[Collected data]
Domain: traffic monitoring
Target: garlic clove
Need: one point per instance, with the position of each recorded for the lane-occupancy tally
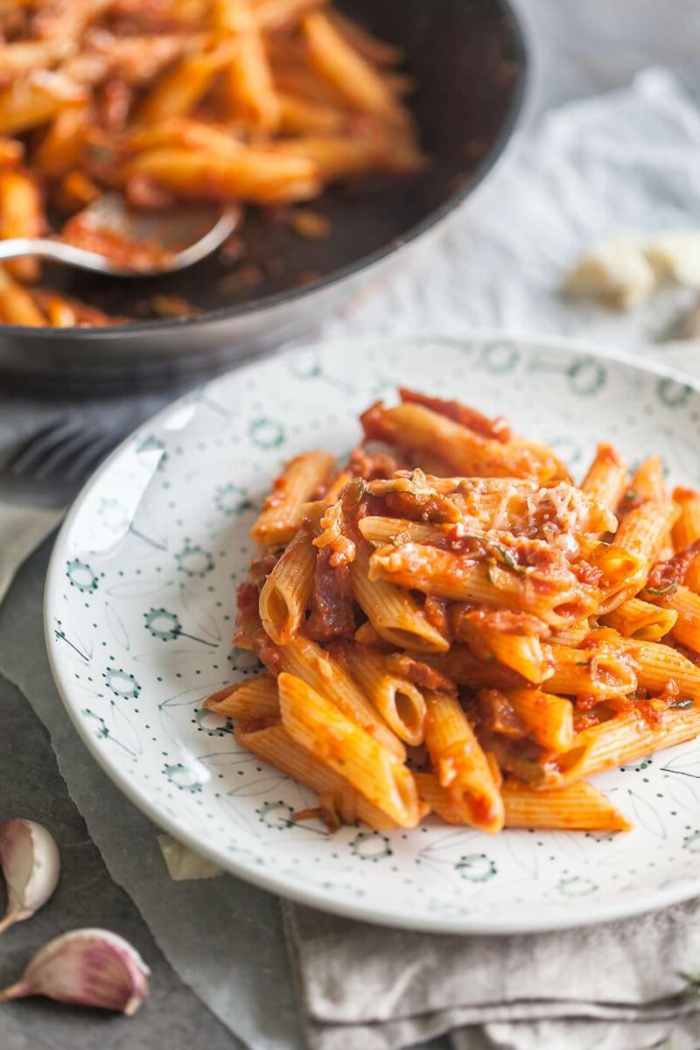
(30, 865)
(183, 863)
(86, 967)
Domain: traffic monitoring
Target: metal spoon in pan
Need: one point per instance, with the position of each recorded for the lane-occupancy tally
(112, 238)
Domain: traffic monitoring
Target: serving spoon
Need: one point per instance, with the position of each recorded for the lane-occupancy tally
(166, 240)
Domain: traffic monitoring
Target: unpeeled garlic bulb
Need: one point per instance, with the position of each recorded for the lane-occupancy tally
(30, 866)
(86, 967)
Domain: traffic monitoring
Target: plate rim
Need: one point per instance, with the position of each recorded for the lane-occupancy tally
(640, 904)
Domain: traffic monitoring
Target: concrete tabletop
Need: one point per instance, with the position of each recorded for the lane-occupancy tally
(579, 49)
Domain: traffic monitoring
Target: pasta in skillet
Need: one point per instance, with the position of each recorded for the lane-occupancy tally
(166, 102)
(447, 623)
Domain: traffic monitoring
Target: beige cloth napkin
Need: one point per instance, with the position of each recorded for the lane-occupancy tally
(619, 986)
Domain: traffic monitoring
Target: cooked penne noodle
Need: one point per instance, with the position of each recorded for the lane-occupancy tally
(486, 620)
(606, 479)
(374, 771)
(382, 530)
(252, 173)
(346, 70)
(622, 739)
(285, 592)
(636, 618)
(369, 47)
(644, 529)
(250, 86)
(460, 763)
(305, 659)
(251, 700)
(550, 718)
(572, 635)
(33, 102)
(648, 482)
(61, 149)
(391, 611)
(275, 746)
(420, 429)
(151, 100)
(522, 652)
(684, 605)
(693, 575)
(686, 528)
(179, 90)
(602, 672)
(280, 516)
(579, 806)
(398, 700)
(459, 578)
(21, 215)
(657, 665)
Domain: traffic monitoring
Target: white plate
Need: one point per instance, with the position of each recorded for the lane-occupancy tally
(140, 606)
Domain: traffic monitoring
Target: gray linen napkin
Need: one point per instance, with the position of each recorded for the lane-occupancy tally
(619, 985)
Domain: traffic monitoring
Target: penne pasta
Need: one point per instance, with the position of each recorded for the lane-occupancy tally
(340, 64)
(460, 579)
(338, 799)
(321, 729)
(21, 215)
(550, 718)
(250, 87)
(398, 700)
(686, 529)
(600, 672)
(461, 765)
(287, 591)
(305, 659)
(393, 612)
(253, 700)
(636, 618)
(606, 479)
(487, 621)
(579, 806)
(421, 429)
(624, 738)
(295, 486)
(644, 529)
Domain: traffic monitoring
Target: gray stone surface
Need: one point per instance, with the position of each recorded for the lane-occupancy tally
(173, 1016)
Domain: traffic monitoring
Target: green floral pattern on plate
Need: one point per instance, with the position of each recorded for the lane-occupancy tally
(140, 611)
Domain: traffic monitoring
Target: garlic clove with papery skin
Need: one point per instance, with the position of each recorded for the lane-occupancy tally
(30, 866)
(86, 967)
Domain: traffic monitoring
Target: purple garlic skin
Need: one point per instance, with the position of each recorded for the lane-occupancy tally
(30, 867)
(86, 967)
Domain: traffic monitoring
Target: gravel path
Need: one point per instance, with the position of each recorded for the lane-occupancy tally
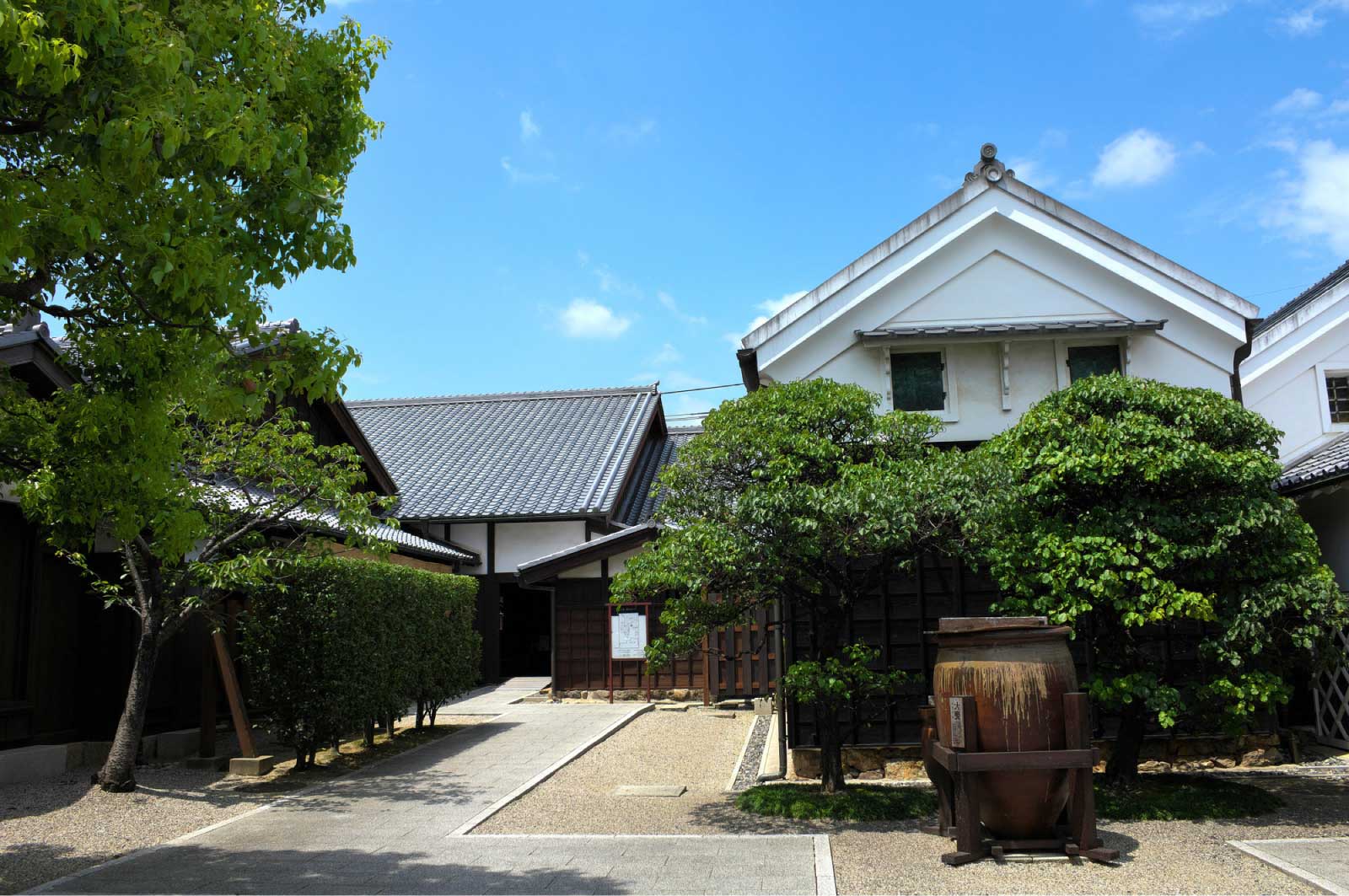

> Stated goal: From the listing, extract all text exactly as given and drop any picture.

> Answer to this task:
Domain: traffic monitoring
Target: garlic clove
Need: one point per instance, with the position of each recorded for the lane-occupancy tally
(30, 865)
(183, 863)
(86, 967)
Domain: traffic monitoring
Target: metal spoon in pan
Need: one point per instance, with the position of each recorded for the lane-occupancy tally
(112, 238)
Domain: traffic monitoring
Target: serving spoon
Need: one point per instance, with the position of each recorded for the lane-occupancy tally
(166, 240)
Domain: traffic monitoring
Target: unpeeled garlic bulb
Need: one point per instance, with the position of each recorded for the lane-occupancy tally
(30, 866)
(86, 967)
Domain: traffic monitoring
Target: plate rim
Need: one point per instance, with the position of each recorded for the lane-occupancy tally
(640, 904)
Domain: traffic monitoring
Target: concrete tabletop
Need: one point per instance, with the position of each recorded for the lane-occupancy tally
(579, 49)
Domain: traffic monitoring
Target: pasta in skillet
Need: one point per instance, with the position of each recorded for the lane-occupancy tally
(166, 102)
(447, 623)
Domain: traffic monitoring
Target: beige cloth napkin
Need: one point per instance, with the position of each recorded for the lane-occupancy tally
(619, 986)
Domain: traffic monitoring
Target: cooked penne noodle
Need: one point per instance, with the position of each recorded for the lane-occupancy tally
(486, 620)
(606, 479)
(374, 771)
(382, 530)
(252, 173)
(346, 70)
(622, 739)
(285, 592)
(636, 618)
(369, 47)
(644, 529)
(250, 86)
(460, 763)
(305, 659)
(251, 700)
(550, 718)
(572, 635)
(33, 102)
(648, 482)
(61, 149)
(391, 611)
(275, 746)
(420, 429)
(151, 100)
(522, 652)
(684, 605)
(693, 575)
(686, 528)
(179, 90)
(602, 672)
(280, 516)
(579, 806)
(398, 700)
(459, 578)
(21, 215)
(657, 665)
Domain: traffic monitoring
Target: white plate
Need: one point per instance, with the position of each recorded for the lane-occupancy tally
(140, 606)
Domain: traffic monitoring
Target: gray linen napkin
Need: one point per instance, with the position of each recorded for the lane-occupancy tally
(619, 985)
Domain: traffic monitoring
Target: penne pasta
Need: one point per instance, with the position of each recorded for the lane-occupancy tally
(340, 64)
(460, 579)
(338, 799)
(321, 729)
(21, 215)
(550, 718)
(250, 87)
(398, 700)
(686, 529)
(600, 672)
(461, 765)
(287, 591)
(305, 659)
(393, 612)
(253, 700)
(636, 618)
(606, 479)
(487, 621)
(579, 806)
(421, 429)
(624, 738)
(295, 486)
(644, 529)
Domain: traffic monitoring
Target: gray stone surface
Need: one point per instance, with the position of each recorded for the lane-occupancy tally
(173, 1016)
Domain: traffic monitoring
Target: green floral pattern on plate
Need: one point per instance, with the position of each recorded for the lane-occupancy tally
(140, 611)
Domain: traffic monitoring
Target: garlic clove with papery skin
Need: one point per instance, with the position of each recorded for the lane-occupancy tally
(30, 866)
(86, 967)
Domain: traffic monitoring
Target: purple garlic skin
Need: one point per instance, with the position of each recorded for the lane-occupancy tally
(30, 867)
(86, 967)
Domain: traffic monitoring
Target: gravel path
Need: one point per instance, with the position of each recorded for the lane-occupancy tally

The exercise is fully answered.